▶ _EN QUÉ CONSISTE_
Repite tal cual el pasaje del texto sobre Cataluña que va entre "Tres meses después, la" y "a poner límite.", ambos incluidos.

▶ _FRAGMENTO DEL TEXTO_
Tres meses después, la situación es diáfana: vamos a peor. Todavía no hemos tocado fondo y podemos seguir cavando hasta el infierno. El delirio político en Cataluña, que desde hace un lustro condiciona la vida pública española, continúa y se adentra --con decisión-- en el terreno del enfrentamiento civil abierto, el escenario menos deseable pero, como sospechábamos, ansiado por el nacionalismo más cerril, definitivamente batasunizado sin remedio. Casi trescientas empresas --grandes, medianas y pequeñas-- se han marchado de Cataluña desde junio. Los gestos políticos de distensión diseñados desde la Moncloa, tan ingenuos como interesados, no han servido de nada, salvo para fortalecer la convicción histórica del independentismo: pueden hacer lo que gusten; nadie les va a poner límite.

Basta ver el episodio orwelliano de Vic, con la voz del Gran Hermano amarillo recordando que el destino de todos los vecinos, quieran o no, será la independencia; o la escena del bar de Blanes, donde unos energúmenos insultan y expulsan de su pueblo --que es también el nuestro-- al dueño de un bar que no quiso ser marcado con los lazos del espanto. La pacificación catalana no es posible: el independentismo sabe que si la situación se serena, sus opciones disminuyen. Se entiende ya qué querían decir cuando lanzaron aquel mensaje: "Las calles siempre serán nuestras".

En los últimos meses los soberanistas han elegido a un presidente supremacista, han ganado relevancia en Madrid e insisten en presentar su golpe de Estado como un movimiento de liberación con mártires incluidos. Lo que más les preocupa son los presos. Ya están en Cataluña, pero necesitan urgentemente alimentar el señuelo de un indulto --en un Estado de Derecho sólo cabría su absolución, bastante improbable-- para darle a la parroquia una nueva causa que disimule el fracaso del prusés. Por eso van a agitar los lacitos amarillos como si les fuera la vida. Realmente es así: la normalidad democrática les perjudica. Y no están dispuestos a asumir que los actos ilegales tienen consecuencias legales y que los asuntos políticos dejan de serlo cuando violan las reglas de la democracia.

▶ _LISTADO FACILITADO_

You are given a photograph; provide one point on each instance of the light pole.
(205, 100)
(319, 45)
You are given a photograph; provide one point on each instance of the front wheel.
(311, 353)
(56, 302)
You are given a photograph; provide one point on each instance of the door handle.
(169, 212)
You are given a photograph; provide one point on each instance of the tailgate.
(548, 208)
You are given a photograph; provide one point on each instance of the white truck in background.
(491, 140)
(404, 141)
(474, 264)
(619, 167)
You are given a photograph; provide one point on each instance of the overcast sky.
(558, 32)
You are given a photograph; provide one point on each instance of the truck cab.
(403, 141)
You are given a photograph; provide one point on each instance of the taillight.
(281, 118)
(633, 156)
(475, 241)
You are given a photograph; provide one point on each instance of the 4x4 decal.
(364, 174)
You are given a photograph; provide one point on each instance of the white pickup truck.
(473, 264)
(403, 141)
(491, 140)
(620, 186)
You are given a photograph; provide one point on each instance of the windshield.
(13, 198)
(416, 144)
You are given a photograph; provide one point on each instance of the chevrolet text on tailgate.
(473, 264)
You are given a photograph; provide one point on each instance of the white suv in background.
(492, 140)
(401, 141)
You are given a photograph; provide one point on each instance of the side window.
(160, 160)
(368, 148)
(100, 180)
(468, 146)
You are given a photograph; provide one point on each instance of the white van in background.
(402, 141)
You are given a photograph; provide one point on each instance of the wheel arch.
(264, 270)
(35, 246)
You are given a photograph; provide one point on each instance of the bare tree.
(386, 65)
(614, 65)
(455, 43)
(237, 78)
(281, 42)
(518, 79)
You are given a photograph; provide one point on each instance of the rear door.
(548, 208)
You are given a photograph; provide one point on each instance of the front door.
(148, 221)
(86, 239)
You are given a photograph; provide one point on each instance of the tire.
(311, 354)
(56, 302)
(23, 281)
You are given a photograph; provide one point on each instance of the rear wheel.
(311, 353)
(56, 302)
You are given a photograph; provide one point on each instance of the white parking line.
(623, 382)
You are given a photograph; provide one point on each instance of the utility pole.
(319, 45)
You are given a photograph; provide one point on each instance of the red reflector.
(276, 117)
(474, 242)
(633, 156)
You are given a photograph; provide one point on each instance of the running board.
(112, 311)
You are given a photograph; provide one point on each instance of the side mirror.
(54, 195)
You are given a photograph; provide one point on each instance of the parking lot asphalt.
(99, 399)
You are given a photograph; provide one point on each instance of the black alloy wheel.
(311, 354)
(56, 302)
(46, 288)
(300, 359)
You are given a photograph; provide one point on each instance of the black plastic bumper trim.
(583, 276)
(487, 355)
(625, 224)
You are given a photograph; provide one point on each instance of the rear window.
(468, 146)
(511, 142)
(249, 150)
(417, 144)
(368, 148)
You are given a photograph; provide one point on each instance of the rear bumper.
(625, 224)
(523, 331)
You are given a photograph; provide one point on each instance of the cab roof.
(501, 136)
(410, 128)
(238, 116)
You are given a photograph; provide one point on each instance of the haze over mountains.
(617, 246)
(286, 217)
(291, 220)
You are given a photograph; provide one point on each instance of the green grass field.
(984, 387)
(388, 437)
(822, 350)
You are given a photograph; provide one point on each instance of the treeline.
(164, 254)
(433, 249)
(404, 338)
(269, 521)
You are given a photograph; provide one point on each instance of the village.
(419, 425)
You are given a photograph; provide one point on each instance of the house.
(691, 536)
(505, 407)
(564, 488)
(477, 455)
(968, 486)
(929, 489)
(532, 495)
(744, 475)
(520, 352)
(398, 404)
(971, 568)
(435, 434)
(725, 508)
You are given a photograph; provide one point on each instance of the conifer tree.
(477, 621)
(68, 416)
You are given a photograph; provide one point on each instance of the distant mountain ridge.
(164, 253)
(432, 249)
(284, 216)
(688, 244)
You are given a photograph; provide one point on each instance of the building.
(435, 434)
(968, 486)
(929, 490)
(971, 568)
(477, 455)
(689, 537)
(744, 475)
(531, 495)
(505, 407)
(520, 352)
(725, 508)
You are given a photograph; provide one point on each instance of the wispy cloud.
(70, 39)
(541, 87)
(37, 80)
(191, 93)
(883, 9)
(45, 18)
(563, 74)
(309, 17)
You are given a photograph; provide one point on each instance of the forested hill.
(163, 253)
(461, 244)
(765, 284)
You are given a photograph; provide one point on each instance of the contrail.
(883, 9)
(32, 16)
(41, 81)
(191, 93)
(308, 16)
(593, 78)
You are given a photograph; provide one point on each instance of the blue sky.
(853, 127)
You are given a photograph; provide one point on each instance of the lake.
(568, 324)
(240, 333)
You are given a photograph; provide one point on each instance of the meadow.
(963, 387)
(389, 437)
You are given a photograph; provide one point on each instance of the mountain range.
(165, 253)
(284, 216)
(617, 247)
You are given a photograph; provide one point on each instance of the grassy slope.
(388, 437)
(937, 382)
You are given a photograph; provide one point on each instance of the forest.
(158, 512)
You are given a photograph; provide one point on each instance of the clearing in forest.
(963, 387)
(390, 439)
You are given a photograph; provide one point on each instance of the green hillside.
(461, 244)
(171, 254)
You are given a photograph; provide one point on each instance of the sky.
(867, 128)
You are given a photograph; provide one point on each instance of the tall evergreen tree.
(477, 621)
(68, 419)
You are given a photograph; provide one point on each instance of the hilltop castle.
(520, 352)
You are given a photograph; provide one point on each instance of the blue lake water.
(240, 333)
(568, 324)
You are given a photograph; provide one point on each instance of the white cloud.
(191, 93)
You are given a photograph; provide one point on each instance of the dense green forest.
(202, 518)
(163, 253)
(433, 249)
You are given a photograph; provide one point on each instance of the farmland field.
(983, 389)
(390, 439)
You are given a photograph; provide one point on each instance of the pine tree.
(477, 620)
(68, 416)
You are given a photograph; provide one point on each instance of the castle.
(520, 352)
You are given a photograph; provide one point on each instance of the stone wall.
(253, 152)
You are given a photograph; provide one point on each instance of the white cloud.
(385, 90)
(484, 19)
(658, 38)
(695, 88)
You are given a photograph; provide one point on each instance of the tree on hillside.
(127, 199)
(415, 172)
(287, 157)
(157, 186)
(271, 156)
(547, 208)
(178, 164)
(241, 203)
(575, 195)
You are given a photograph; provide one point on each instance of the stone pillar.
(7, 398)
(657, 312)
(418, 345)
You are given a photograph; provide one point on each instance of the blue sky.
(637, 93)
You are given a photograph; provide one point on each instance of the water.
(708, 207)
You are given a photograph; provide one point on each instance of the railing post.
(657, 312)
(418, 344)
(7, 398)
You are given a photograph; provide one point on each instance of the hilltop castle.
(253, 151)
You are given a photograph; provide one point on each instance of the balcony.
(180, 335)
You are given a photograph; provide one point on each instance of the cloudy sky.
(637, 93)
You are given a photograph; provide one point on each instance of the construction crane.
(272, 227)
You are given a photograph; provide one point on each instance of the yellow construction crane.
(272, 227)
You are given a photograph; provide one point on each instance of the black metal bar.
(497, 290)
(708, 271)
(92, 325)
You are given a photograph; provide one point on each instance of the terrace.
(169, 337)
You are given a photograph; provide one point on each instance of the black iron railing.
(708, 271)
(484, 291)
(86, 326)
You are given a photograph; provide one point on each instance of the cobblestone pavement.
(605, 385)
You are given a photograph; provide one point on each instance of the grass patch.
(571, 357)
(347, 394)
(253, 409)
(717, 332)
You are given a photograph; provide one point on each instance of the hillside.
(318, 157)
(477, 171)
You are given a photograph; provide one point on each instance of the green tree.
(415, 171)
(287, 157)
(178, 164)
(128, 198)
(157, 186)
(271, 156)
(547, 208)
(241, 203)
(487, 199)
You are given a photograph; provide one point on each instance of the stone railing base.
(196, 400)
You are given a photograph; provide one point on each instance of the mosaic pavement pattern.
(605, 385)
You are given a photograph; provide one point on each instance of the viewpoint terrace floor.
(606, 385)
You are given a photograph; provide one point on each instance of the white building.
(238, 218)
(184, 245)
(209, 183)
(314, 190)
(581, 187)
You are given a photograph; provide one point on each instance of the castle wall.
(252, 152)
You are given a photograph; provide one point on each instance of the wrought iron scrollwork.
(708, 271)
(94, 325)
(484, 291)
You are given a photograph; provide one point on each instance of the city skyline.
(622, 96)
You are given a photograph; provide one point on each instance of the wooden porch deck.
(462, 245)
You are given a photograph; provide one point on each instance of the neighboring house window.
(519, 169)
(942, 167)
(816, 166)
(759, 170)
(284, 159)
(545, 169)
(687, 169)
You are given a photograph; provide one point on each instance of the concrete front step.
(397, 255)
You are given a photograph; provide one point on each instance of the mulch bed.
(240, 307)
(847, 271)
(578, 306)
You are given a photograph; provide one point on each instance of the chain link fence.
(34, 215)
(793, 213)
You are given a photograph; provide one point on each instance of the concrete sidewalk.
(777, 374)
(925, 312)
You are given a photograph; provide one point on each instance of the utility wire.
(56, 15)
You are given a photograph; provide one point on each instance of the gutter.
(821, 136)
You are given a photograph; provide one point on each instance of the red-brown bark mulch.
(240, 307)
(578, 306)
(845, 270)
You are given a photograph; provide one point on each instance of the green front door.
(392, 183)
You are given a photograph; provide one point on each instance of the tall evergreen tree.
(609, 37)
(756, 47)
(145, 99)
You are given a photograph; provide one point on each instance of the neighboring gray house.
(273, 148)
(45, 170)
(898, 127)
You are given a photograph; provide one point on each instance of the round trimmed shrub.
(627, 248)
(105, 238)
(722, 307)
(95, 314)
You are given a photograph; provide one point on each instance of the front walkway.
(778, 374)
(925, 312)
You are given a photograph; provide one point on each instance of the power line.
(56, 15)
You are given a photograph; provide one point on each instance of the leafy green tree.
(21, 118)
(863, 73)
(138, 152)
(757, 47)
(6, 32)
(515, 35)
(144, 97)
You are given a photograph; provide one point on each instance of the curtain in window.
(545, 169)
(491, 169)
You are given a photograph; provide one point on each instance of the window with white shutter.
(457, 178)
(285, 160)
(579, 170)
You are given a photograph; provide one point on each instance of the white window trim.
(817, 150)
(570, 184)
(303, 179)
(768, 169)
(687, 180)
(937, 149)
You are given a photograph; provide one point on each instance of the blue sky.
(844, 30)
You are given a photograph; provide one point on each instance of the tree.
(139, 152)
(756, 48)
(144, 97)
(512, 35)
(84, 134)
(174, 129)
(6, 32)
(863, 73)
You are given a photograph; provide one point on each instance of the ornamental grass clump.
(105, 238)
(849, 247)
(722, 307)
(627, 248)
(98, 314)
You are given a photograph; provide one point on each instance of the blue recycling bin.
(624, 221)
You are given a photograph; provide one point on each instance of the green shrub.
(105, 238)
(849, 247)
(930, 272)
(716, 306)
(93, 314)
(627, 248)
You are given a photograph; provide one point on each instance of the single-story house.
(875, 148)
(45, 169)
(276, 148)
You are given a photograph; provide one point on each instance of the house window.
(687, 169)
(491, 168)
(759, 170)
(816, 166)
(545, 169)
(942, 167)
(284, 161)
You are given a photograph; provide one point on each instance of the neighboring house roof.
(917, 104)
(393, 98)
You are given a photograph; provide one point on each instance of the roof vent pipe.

▶ _RESPUESTA AL EJERCICIO_
Tres meses después, la situación es diáfana: vamos a peor. Todavía no hemos tocado fondo y podemos seguir cavando hasta el infierno. El delirio político en Cataluña, que desde hace un lustro condiciona la vida pública española, continúa y se adentra --con decisión-- en el terreno del enfrentamiento civil abierto, el escenario menos deseable pero, como sospechábamos, ansiado por el nacionalismo más cerril, definitivamente batasunizado sin remedio. Casi trescientas empresas --grandes, medianas y pequeñas-- se han marchado de Cataluña desde junio. Los gestos políticos de distensión diseñados desde la Moncloa, tan ingenuos como interesados, no han servido de nada, salvo para fortalecer la convicción histórica del independentismo: pueden hacer lo que gusten; nadie les va a poner límite.